[caption caption="http://cdn-media.viva.id/thumbs2/2012/11/27/181564_spanduk-raksasa-di-gedung-kpk_663_382.jpg"]
Hari Jumat 26/2/2016 yang lalu dunia demokrasi Indonesia ditempa berita ‘cetar membahana’, meminjam istilah Syahrini, yaitu pernyataan Wakil Ketua KPK Laode Muhammad Syarief bahwa KPK tidak akan terlibat dalam pelaksanaan Munas Golkar saat ini. Alasannya, KPK tidak berwenang mengawasi proses internal partai politik. Meski demikian, “… KPK berharap tidak ada praktik politik uang”, demikian kata Laode.
Pernyataan Laode Muhammad Syarief itu muncul setelah Ketua Umum DPP Golkar Aburizal Bakrie menyatakan bahwa Golkar akan mengundang KPK dan Bareskrim Polri untuk hadir pada Munas Golkar yang rencananya akan digelar pada April 2016. Tidak hanya Aburizal Bakri, tokoh Golkar yang lainpun, seperti Agung Laksono, menhrapakna KPK terlibat dalam pelaksanaan Munas Golkar itu. Alasannya, Munas yang bersih dari politik uang bisa dijadikan momentum memperbaiki citra Golkar.
Tentunya mengundang KPK (dan Bareskrim Polri) tidak untuk menyaksikan seremoni Munas, melainkan untuk pekerjaan yang besar, yaitu mengawasi aktivitas selama pelaksanaan Munas, khususnya mengantisipasi terjadinya politik uang, yang sehari-harinya merupakan atau sangat dekat dengan pekerjaan KPK.

Item dataset
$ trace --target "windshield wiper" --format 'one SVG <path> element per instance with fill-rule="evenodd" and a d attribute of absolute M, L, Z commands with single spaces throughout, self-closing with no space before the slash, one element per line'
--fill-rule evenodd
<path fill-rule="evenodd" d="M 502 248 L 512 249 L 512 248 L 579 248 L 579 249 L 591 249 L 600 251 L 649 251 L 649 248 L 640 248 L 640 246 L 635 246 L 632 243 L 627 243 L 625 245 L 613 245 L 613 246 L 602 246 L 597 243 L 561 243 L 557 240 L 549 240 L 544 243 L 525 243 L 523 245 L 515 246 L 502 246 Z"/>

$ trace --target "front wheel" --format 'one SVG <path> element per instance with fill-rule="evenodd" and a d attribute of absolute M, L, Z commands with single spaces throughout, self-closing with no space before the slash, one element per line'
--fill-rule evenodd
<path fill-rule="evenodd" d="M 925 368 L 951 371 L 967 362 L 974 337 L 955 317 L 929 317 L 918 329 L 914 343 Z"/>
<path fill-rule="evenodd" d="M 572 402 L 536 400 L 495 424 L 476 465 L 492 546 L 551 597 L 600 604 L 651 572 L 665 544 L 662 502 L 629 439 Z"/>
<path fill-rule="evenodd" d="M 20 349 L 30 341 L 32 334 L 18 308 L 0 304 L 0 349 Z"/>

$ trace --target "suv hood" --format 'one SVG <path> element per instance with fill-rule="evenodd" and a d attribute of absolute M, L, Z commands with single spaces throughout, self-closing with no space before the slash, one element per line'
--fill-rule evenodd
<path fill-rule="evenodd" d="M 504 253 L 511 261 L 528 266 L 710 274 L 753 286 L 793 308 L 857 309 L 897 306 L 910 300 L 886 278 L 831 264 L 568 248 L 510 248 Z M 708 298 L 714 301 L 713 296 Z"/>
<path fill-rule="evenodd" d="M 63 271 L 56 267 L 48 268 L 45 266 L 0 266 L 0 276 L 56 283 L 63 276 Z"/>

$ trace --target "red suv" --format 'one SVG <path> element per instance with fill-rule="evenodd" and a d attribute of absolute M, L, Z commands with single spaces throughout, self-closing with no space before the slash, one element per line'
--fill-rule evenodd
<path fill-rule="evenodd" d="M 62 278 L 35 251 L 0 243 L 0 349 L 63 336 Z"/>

KEGIATAN:
[1] Menurut teks tentang KPK dan Munas Golkar, apa alasan KPK tidak akan terlibat dalam pelaksanaan Munas Golkar?
[2] Sambung teks tentang KPK dan Munas Golkar mulai dari kalimat terakhirnya.
Item-item ini tidak berhubungan dengan teks tentang KPK dan Munas Golkar.

HASIL TIAP TUGAS:
[1] KPK tidak berwenang mengawasi proses internal partai politik.

[2]
Sekedar informasi, tatacara pemilihan Ketua Umum Golkar adalah sebagai berikut. Seorang bakal calon Ketum Golkar (balon ketum) harus mendapat surat dukungan minimal 30 persen dari 529 suara DPD I dan II serta organisasi sayap Golkar. Apabila balon ketum ada yang mendapatkan suara 50 persen plus satu, maka ia ditetapkan secara aklamasi. Bila hanya ada satu calon, maka juga ditetapkan secara aklamasi. Nah, apabila balon ketum ada lebih dari satu orang maka dilakukanlah voting secara tertutup. Adanya ketentuan bahwa balon ketum harus mendapat dukungan 30 persen suara itulah yang menyebabkan para bakal calon Ketum Golkar sibuk mondar mandiri ke DPD I dan II untuk menjajakan program kerjanya agar mendapat dukungan. Disini muncul fenomena suap setiap kali pemilihan ketua umum partai dilakukan.
Harga dukungan DPD itu diperkirakan sekitar Rp 5 juta sampai Rp 200 juta, bahkan ada balon ketum yang menjanjikan Rp 1 miliar-Rp 2 miliar per suara, atau menurut Plt Ketua DPD I Golkar Sumatera Utara Nurdin Halid, DPD II dijanjikan 10.000 Dollar Singapura untuk memberi surat dukungan (Kompas.com, 18/2/2016).
Hanya sebuah harapan?
Apakah KPK hanya bisa berharap seperti yang dinyatakan oleh Laode Muhammad Syarief di atas? Padahal beberapa minggu sebelumnya, Wakil Ketua KPK yang lain, Saut Situmorang, mengatakan bahwa KPK menangkap sinyalemen adanya peredaran uang di dalam penyelenggaraan munas Golkar. KPK akan mengawasi dinamika yang terjadi di internal partai tersebut (Kompas, 30/1/2016).
Seharusnya KPK berada di barisan terdepan dalam urusan pemberantasan korupsi, termasuk suap dalam pemilihan Ketua Umum (Pilketum) Golkar, partai tertua dan salah satu partai terbesar di Indonesia. Jika Pilketum Golkar berlangsung bersih, tanpa ada kasus suap, maka Golkar bisa menjadi contoh bagi partai-partai lain, dan secara moral bisa menekan pemerintah untuk mencegah terjadinya kasus suap-menyuap setiap pemilihan ketua umum suatu partai dilakukan.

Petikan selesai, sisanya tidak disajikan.